Locate the line containing "Could you point out the signal", then please write out that line and all the lines below it in the entries exactly.
### AVAILABLE RECORDS
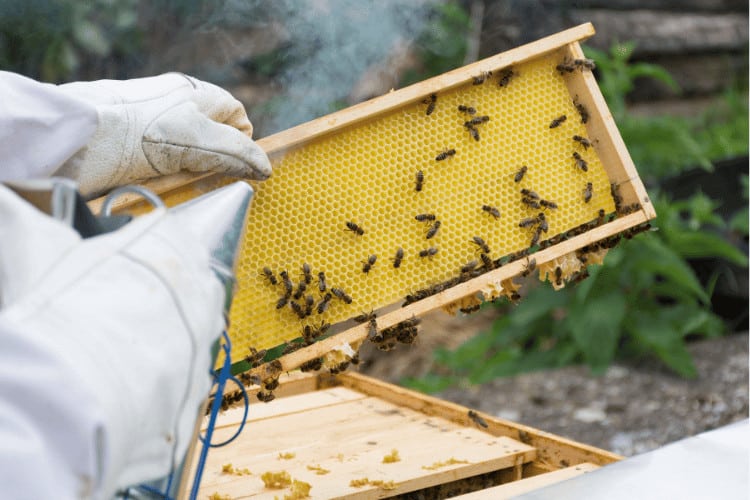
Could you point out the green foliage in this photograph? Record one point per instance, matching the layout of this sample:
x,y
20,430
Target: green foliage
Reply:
x,y
51,40
645,299
667,145
442,44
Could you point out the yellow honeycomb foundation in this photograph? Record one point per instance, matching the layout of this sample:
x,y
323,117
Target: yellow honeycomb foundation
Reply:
x,y
363,170
366,175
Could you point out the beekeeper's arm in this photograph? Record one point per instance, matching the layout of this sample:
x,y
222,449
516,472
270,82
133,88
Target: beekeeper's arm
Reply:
x,y
104,342
110,133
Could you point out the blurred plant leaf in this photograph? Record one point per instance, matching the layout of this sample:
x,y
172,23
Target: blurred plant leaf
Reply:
x,y
595,326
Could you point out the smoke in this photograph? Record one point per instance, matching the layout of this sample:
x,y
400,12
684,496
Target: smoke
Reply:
x,y
328,44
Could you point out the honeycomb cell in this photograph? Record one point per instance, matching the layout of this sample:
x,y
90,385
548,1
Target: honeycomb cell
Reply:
x,y
366,173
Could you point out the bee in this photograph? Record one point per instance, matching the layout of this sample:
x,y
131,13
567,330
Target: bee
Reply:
x,y
477,120
466,109
300,290
580,162
558,121
588,192
350,226
543,225
268,274
492,211
323,304
287,283
433,230
312,365
297,309
585,64
425,217
529,268
580,276
283,300
487,261
428,252
309,304
479,79
306,272
470,309
445,154
365,317
256,357
430,101
531,203
398,258
372,331
601,217
566,66
477,419
340,294
469,266
266,397
367,265
584,142
505,77
530,194
535,237
614,189
481,244
530,221
548,204
581,110
521,172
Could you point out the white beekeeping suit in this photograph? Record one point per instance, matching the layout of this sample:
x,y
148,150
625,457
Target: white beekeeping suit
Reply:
x,y
104,342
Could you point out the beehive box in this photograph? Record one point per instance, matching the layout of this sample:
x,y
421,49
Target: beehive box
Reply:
x,y
345,191
334,433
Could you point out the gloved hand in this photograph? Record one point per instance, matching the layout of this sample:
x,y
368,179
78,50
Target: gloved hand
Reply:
x,y
104,352
160,125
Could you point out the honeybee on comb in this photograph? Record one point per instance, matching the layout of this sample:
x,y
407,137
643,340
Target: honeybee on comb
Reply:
x,y
582,111
419,181
398,258
521,172
351,226
558,121
494,212
505,76
580,162
445,154
367,265
481,244
430,101
479,79
268,274
433,230
428,252
466,109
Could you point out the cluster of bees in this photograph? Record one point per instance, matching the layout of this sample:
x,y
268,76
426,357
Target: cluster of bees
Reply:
x,y
303,301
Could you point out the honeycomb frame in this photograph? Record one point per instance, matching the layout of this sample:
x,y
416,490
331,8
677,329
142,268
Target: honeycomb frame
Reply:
x,y
288,245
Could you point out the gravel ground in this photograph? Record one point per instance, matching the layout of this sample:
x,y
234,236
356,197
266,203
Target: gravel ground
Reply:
x,y
631,409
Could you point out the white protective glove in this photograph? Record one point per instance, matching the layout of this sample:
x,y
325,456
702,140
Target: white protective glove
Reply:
x,y
161,125
104,352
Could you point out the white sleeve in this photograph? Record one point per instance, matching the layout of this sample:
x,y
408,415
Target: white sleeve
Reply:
x,y
47,423
40,127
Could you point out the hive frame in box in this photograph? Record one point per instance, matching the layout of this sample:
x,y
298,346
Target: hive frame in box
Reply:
x,y
388,416
610,148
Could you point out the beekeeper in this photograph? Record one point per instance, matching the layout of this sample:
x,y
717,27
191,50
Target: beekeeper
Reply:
x,y
104,342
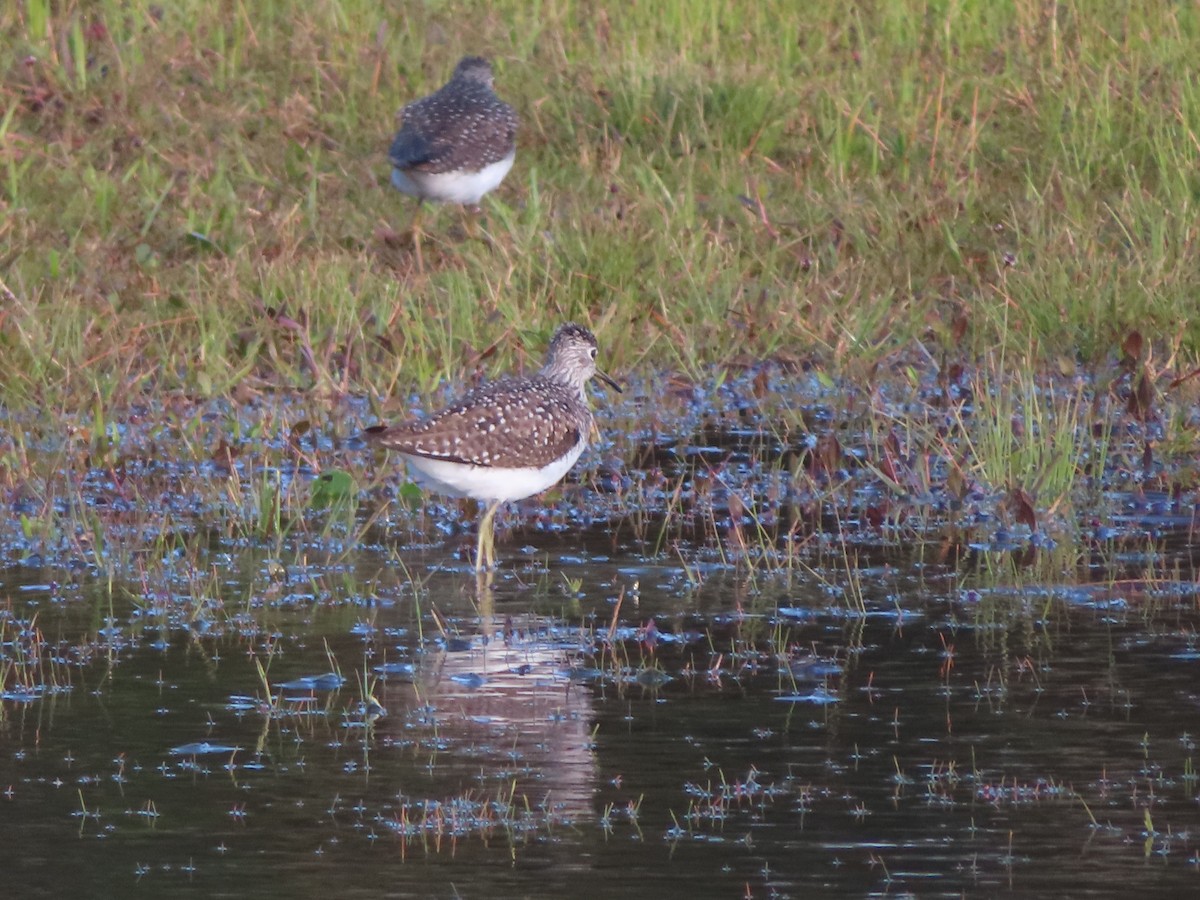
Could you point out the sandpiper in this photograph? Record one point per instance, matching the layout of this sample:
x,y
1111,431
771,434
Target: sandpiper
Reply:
x,y
456,144
507,439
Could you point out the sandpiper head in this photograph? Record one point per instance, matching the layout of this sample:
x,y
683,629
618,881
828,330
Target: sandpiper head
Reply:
x,y
571,358
474,69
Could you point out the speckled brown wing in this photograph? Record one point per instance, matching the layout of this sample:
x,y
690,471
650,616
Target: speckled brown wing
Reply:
x,y
511,424
456,129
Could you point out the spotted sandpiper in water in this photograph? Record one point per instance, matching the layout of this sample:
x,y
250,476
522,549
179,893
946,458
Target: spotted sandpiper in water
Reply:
x,y
456,144
507,439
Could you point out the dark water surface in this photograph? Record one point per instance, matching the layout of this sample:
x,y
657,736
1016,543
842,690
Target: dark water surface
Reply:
x,y
629,711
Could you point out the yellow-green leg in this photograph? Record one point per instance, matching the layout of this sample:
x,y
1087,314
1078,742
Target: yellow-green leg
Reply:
x,y
485,551
417,237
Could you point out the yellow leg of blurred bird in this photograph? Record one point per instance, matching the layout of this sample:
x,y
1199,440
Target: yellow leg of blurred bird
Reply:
x,y
417,237
485,551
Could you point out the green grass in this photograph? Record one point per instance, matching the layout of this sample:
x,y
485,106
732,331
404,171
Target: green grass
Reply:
x,y
834,183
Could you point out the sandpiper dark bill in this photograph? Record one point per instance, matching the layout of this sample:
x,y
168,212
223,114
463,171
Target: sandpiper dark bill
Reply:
x,y
456,144
507,439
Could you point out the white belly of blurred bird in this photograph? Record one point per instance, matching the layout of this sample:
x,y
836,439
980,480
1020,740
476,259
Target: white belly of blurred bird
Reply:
x,y
490,483
465,187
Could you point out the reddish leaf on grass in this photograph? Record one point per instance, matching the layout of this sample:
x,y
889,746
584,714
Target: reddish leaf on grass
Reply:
x,y
826,455
1132,347
1023,508
959,323
1143,396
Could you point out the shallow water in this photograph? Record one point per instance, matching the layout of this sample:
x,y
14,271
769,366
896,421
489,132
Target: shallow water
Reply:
x,y
631,708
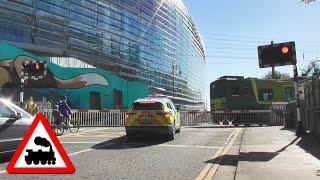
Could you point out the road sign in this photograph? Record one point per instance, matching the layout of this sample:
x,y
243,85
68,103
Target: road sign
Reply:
x,y
40,152
273,55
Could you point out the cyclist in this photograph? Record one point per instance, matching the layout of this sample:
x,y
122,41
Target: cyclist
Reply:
x,y
58,118
65,109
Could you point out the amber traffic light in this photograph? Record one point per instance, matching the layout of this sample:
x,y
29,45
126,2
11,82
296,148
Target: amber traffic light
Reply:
x,y
284,50
281,54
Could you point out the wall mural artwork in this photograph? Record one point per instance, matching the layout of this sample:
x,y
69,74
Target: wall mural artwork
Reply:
x,y
10,73
82,80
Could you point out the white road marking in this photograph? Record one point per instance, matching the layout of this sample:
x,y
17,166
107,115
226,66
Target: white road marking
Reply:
x,y
210,169
172,145
81,142
79,152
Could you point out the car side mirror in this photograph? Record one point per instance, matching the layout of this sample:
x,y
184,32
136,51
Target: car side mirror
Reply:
x,y
16,116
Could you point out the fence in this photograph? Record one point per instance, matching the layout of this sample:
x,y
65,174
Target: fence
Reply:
x,y
221,118
312,107
94,118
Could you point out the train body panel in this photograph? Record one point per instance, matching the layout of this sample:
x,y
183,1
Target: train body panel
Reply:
x,y
236,93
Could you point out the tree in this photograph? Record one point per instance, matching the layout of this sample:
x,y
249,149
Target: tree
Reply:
x,y
311,70
277,74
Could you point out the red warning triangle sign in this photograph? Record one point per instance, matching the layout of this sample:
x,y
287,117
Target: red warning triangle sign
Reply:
x,y
40,152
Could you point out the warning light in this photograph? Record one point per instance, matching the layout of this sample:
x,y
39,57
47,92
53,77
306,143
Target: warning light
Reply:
x,y
285,50
280,54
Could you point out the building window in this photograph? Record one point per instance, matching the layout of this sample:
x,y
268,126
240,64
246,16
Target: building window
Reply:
x,y
246,91
265,94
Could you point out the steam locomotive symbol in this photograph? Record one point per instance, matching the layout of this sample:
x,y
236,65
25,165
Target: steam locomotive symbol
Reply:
x,y
44,157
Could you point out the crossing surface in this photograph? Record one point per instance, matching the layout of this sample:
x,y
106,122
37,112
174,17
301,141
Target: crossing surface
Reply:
x,y
196,153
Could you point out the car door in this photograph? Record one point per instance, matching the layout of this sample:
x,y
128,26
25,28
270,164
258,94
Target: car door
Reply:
x,y
11,129
175,113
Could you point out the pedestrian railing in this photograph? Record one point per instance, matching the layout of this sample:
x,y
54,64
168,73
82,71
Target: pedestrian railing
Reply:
x,y
93,118
217,118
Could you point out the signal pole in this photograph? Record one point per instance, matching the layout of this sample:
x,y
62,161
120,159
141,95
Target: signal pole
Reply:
x,y
296,87
21,92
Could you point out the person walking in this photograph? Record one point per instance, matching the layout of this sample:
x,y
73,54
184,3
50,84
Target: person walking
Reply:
x,y
65,110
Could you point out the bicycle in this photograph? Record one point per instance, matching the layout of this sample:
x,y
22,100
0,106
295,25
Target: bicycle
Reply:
x,y
60,128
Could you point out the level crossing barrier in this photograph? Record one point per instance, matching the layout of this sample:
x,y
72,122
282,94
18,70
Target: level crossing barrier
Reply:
x,y
92,118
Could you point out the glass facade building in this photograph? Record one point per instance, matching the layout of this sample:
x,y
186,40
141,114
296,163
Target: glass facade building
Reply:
x,y
147,40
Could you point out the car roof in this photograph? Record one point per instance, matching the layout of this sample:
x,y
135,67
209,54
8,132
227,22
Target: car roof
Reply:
x,y
161,100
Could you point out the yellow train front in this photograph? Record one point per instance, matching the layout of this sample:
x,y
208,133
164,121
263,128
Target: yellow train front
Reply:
######
● **ANSWER TO THIS TASK**:
Could you point out the signal pole in this photograph? Record one point per instance, matching the layout of this sample:
x,y
62,161
120,159
141,95
Target: signal pole
Reply:
x,y
296,87
21,92
Could you point out the person walking in this photograph? Record one point per instance, matching the layout of this sample:
x,y
73,54
184,3
50,84
Target: person walking
Reply:
x,y
65,110
Could you point out the bicycle in this photograph? Record one point per instance, matching the layout of this sample:
x,y
22,100
0,106
295,25
Target: bicycle
Reply:
x,y
60,128
Could you point out the level crossing barrier in this photograph? Record one point per instance, matching the layout of this sample:
x,y
72,122
282,94
18,70
Target: level crossing barrier
Reply:
x,y
92,118
Could you point out the glass facade building in this photograph? Record one point per instance, matching the layout of this sample:
x,y
186,40
141,114
296,163
Target: glass facade building
Reply:
x,y
147,40
Could you point out the car roof in this photograph? Record one point per instance, matching the layout of this sample:
x,y
135,67
209,54
8,132
227,22
Target: car roof
Reply:
x,y
161,100
Could you point out the yellow train front in this photograph? Record one point per instance, matching the layout of this sample:
x,y
208,133
164,121
263,128
Target: yellow train front
Reply:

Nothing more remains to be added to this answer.